Collected data >>
[Start of section]

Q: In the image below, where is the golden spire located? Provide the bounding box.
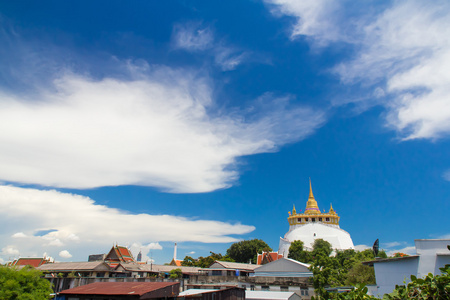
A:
[309,178,314,199]
[329,203,335,214]
[292,204,297,215]
[305,179,320,214]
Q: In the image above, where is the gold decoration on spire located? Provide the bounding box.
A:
[305,179,320,214]
[309,178,314,199]
[286,179,340,226]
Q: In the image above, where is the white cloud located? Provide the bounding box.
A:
[12,232,27,238]
[172,22,214,51]
[130,242,163,262]
[59,250,72,258]
[1,245,20,256]
[354,244,370,251]
[265,0,344,45]
[0,185,255,261]
[0,69,324,193]
[188,251,196,254]
[386,246,416,257]
[172,22,250,71]
[267,0,450,140]
[383,241,403,248]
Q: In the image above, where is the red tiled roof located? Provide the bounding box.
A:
[59,282,179,296]
[105,245,135,264]
[11,258,49,268]
[170,259,183,266]
[257,252,283,265]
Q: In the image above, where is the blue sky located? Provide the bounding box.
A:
[0,0,449,264]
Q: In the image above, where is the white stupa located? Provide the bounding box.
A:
[278,180,354,257]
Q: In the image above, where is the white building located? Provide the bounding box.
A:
[363,239,450,298]
[278,181,354,257]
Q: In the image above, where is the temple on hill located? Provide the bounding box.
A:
[278,180,354,257]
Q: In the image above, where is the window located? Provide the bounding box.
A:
[301,289,309,296]
[250,285,255,291]
[305,218,308,221]
[280,286,289,292]
[319,217,322,221]
[297,218,301,222]
[262,286,270,291]
[326,217,330,222]
[312,218,316,222]
[212,270,222,276]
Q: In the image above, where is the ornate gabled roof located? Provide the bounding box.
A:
[10,257,51,268]
[105,245,135,265]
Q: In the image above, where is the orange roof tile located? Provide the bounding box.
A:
[12,258,50,268]
[257,252,283,265]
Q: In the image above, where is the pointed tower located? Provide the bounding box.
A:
[305,179,321,214]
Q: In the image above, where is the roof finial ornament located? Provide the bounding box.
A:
[292,204,297,215]
[309,178,315,199]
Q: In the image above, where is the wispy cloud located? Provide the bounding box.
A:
[172,22,250,71]
[0,185,255,262]
[0,69,324,192]
[172,22,214,51]
[442,170,450,182]
[0,26,324,193]
[265,0,346,45]
[386,246,416,257]
[266,0,450,140]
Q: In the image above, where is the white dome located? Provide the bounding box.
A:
[278,223,354,257]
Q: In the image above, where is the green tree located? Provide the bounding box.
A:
[168,268,182,279]
[288,240,312,263]
[226,239,272,264]
[0,266,53,299]
[181,252,234,268]
[345,262,376,286]
[181,256,197,267]
[312,239,333,257]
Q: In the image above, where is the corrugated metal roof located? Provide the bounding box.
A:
[251,271,313,277]
[59,282,178,296]
[209,261,259,271]
[37,261,110,271]
[179,289,218,296]
[245,291,299,300]
[362,255,419,265]
[138,264,201,274]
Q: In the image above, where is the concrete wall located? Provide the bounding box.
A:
[373,258,419,297]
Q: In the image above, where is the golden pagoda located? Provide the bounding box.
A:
[287,179,340,227]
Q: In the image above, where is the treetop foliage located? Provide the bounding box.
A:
[181,239,271,267]
[226,239,272,264]
[181,251,234,268]
[288,239,388,298]
[0,266,53,299]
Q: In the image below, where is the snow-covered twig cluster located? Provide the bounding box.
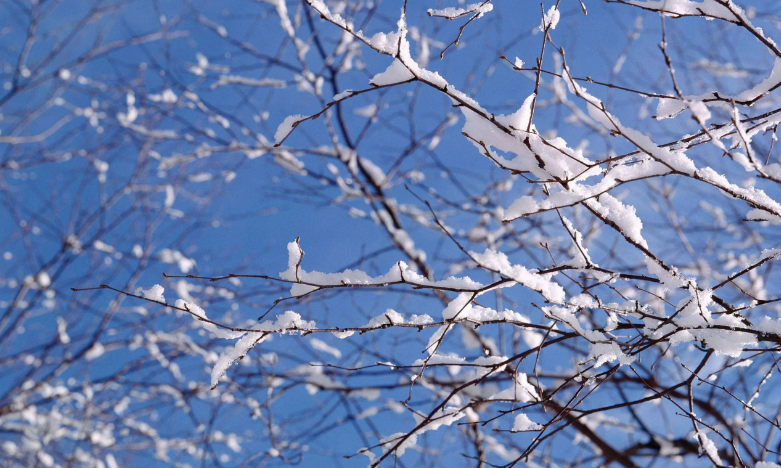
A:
[6,0,781,467]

[End of section]

Task objective >> Write out the records above once more, word for word, with no pictures.

Solution >>
Q: In the image below, where is the golden spire located? Provide the bounding box.
A:
[309,178,314,199]
[329,203,335,214]
[292,204,297,215]
[305,179,320,214]
Q: In the image above, where is the gold decoration on spire located? Provide the bounding box.
A:
[305,179,320,214]
[309,178,314,199]
[286,179,340,226]
Q: In the image above, where is the white cloud located? Provide the bounding box.
A:
[12,232,27,238]
[172,22,214,51]
[130,242,163,262]
[59,250,72,258]
[1,245,20,256]
[354,244,370,251]
[265,0,344,45]
[0,185,255,261]
[0,69,324,193]
[188,251,196,254]
[386,246,416,257]
[172,22,250,71]
[267,0,450,140]
[383,241,403,248]
Q: In the image above, where is the red tiled roof located? Provide the bounding box.
A:
[59,282,179,296]
[105,245,135,264]
[11,258,49,268]
[170,259,183,266]
[257,252,283,265]
Q: In the image above, where is the blue sky located? Provide the bounding box.
A:
[0,0,449,264]
Q: In the image above, where is the white stupa located? Provide the bounding box.
A:
[278,180,354,257]
Q: In the image above, where is the white building located? Provide the bounding box.
A:
[363,239,450,298]
[278,181,354,257]
Q: In the image above, where is the temple on hill located? Provide the bounding box.
A:
[278,180,354,257]
Q: In the image above, where is the window located? Provide the bounding box.
A:
[301,289,309,296]
[250,285,255,291]
[305,218,308,221]
[280,286,289,292]
[319,217,322,221]
[297,218,301,222]
[262,286,270,291]
[326,217,330,222]
[312,218,316,222]
[212,270,222,276]
Q: In the image above, where is the ornate gabled roof located? Provide the bounding box.
A:
[10,257,51,268]
[105,245,135,265]
Q: In the image above, where is the orange roof tile located? Provide the bounding box.
A:
[12,258,50,268]
[257,252,283,265]
Q: In the image above, where is the pointed tower located? Provide the bounding box.
A:
[305,179,321,214]
Q: In the image above, where is the roof finial ornament located? Provide the bounding box.
A:
[292,204,297,215]
[309,178,315,199]
Q: In the image above, where is the wispy cloud located? Provide the bounding box.
A:
[172,22,250,71]
[0,185,255,262]
[0,69,324,192]
[172,22,214,51]
[442,170,450,182]
[0,26,324,193]
[265,0,346,45]
[386,246,416,257]
[266,0,450,140]
Q: In the image above, where is the white dome located? Provide the bounding box.
A:
[278,223,354,257]
Q: In the image above, where is the green tree located? Provide the bounding box.
A:
[168,268,182,279]
[288,240,312,263]
[226,239,272,264]
[0,266,53,299]
[181,252,234,268]
[345,262,376,286]
[181,256,197,267]
[312,239,333,257]
Q: In the image above, where is the corrugated metal roof located? Provide the bounding box.
A:
[251,271,313,277]
[59,282,178,296]
[209,261,259,271]
[37,261,110,271]
[179,289,218,296]
[245,291,299,300]
[362,255,419,265]
[138,264,201,274]
Q: In the image above, where is the concrete wall located? Provide the bounding box.
A:
[373,258,419,297]
Q: In the image above, where is the golden pagoda located? Provide the bounding box.
A:
[287,179,340,227]
Q: In the image above, where is the treetop foliage located? Provide the bounding box.
A:
[181,239,271,267]
[226,239,272,264]
[181,251,234,268]
[288,239,388,298]
[0,266,53,299]
Q: In the image below, where is the snow-covered twig cluster located? Provide the bounding box.
A:
[6,0,781,467]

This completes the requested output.